Extrait —

Elle a été, après Florence Nightingale, une des fondatrices de la pensée infirmière. Maslow a poursuivi son travail, et ce sont leurs successeurs qui ont réalisé la célèbre pyramide.
Voici les sept premiers besoins exprimés par Virginia Henderson (il y en a 14) :
Respirer, se nourrir, conserver son corps à une température de fonctionnement, éliminer, se mouvoir, dormir et se vêtir.
Tous ces besoins, ainsi que ceux qui les suivent, sont encadrés par notre tradition qui accompagne la satisfaction de tous ces besoins, tous ceux qui font de nous des êtres humains.
Nous aurons l’occasion de parler de cela demain matin pendant l’office, lorsque nous prononcerons les « birkot hashaHar », les bénédictions du matin.
Pour l’instant, portons notre attention sur le septième besoin : celui de se vêtir. 
Tous les matins, nous disons « Béni-sois-tu Eternel notre Dieu, roi du monde, qui habille ceux qui sont nus. »
Ces paroles soulèvent une question. Dieu habille-t-il ceux qui sont nus ? Quel est la réelle influence du Créateur dans le monde ? Nous savons bien que malheureusement, beaucoup d’êtres humains sont démunis. Nous espérons être en mesure de faire approcher ce que nous appelons les « temps messianiques », le moment où tous les êtres humains verront leurs besoins vitaux satisfaits.

Lignes de données —
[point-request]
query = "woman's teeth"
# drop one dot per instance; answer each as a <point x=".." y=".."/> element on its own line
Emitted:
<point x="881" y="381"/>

Consigne A —
Relevez dans l'extrait les sept premiers besoins exprimés par Virginia Henderson.
Consigne B —
Extrayez sans aucune modification toutes les lignes de l'entrée.
L'extrait et les entrées n'ont aucun rapport entre eux.

Réponse rédigée A —
Respirer, se nourrir, conserver son corps à une température de fonctionnement, éliminer, se mouvoir, dormir et se vêtir.

Réponse rédigée B —
[point-request]
query = "woman's teeth"
# drop one dot per instance; answer each as a <point x=".." y=".."/> element on its own line
Emitted:
<point x="881" y="381"/>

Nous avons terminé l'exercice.